[CHALLENGE] Rewrite the stretch of records from the line containing "In this exercise you will mark every instance of the tree" through the line containing "Target: tree", both included, as a numbered list with blank lines omitted. Cover only those lines.

[STORED DATA]
========

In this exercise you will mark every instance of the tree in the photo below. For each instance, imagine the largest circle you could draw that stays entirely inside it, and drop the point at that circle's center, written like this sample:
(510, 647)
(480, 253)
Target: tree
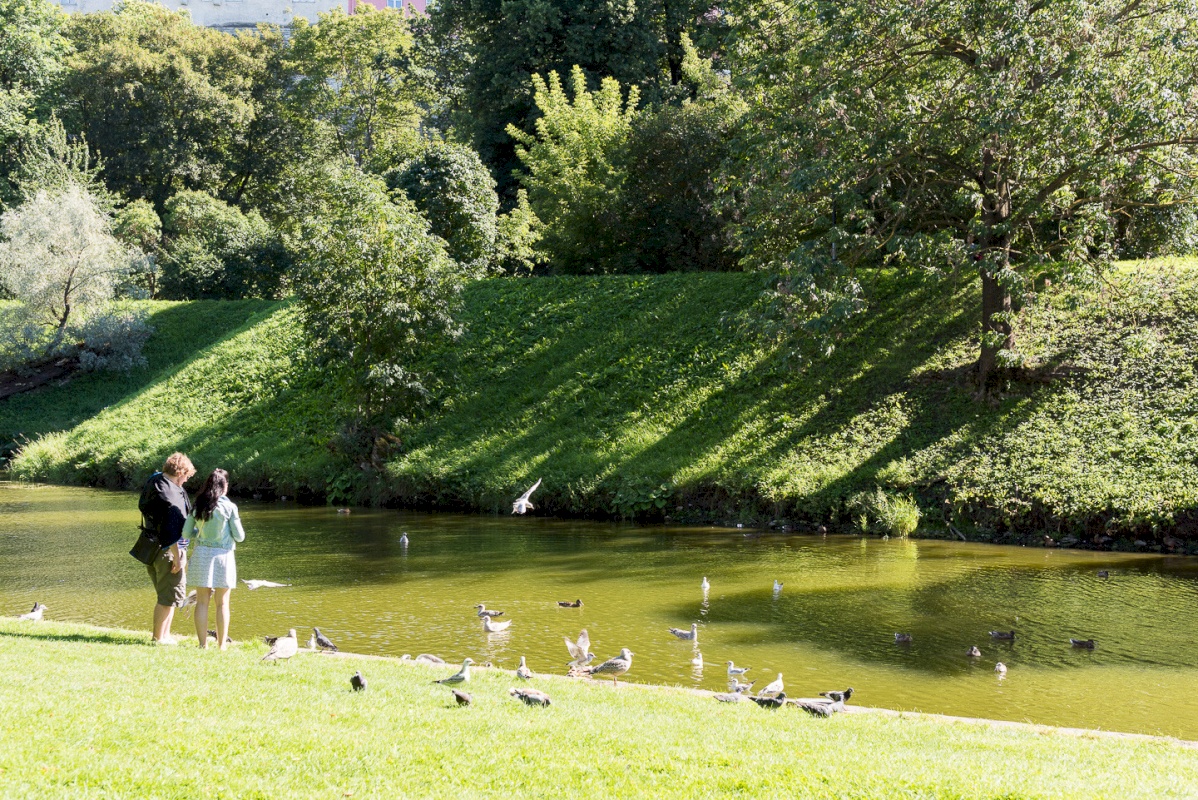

========

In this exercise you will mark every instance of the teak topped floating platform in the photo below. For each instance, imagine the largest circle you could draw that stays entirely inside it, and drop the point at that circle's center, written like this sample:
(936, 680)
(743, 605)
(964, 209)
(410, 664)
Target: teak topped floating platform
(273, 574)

========

[RESPONSE]
1. In this exercise you will mark every instance of the tree in the photo below. For each instance, imagine the largest circle you could draw that stays entirely inside it, and drop the point at that circle's center, written like this sample:
2. (510, 647)
3. (480, 253)
4. Target: tree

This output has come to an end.